++++ DATA SHOWN
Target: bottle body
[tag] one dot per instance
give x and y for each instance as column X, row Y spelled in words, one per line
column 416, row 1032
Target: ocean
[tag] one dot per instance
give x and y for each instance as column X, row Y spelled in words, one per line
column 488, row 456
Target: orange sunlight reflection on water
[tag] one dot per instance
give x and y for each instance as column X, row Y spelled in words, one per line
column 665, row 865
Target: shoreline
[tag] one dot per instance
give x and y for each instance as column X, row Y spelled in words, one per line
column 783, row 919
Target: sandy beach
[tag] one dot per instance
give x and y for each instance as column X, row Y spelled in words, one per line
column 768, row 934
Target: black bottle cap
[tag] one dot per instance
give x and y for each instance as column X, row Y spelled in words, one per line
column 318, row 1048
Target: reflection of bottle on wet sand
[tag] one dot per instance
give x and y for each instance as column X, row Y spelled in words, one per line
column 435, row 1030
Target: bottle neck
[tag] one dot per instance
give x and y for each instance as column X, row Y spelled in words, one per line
++++++++
• _YOUR GOAL_: Give back all the data exactly as written.

• _SOLUTION TO THE PROBLEM_:
Target: bottle body
[tag] one dot per instance
give x and y for each instance as column X, row Y spelled in words, one per line
column 416, row 1032
Target: ocean
[tag] one dot per instance
give x and y for each instance as column X, row Y spelled in words, one per line
column 488, row 456
Target: orange sunlight reflection on water
[tag] one dot per instance
give x and y for each instance as column X, row Y spelled in words, one per line
column 665, row 865
Target: shoreline
[tag] one dot per instance
give x and y for each instance as column X, row Y spelled in words, one per line
column 783, row 919
Target: sandy beach
[tag] one dot per instance
give x and y for each instance as column X, row Y spelled in words, one per line
column 768, row 934
Target: black bottle cap
[tag] one dot per instance
give x and y for each instance as column X, row Y spelled in words, one per line
column 318, row 1048
Target: reflection of bottle on wet sand
[tag] one dot per instance
give x and y for each instance as column X, row Y spelled in words, one per line
column 435, row 1030
Target: bottle neck
[tag] one dot per instance
give x and y for each instance as column X, row Y spelled in words, one per line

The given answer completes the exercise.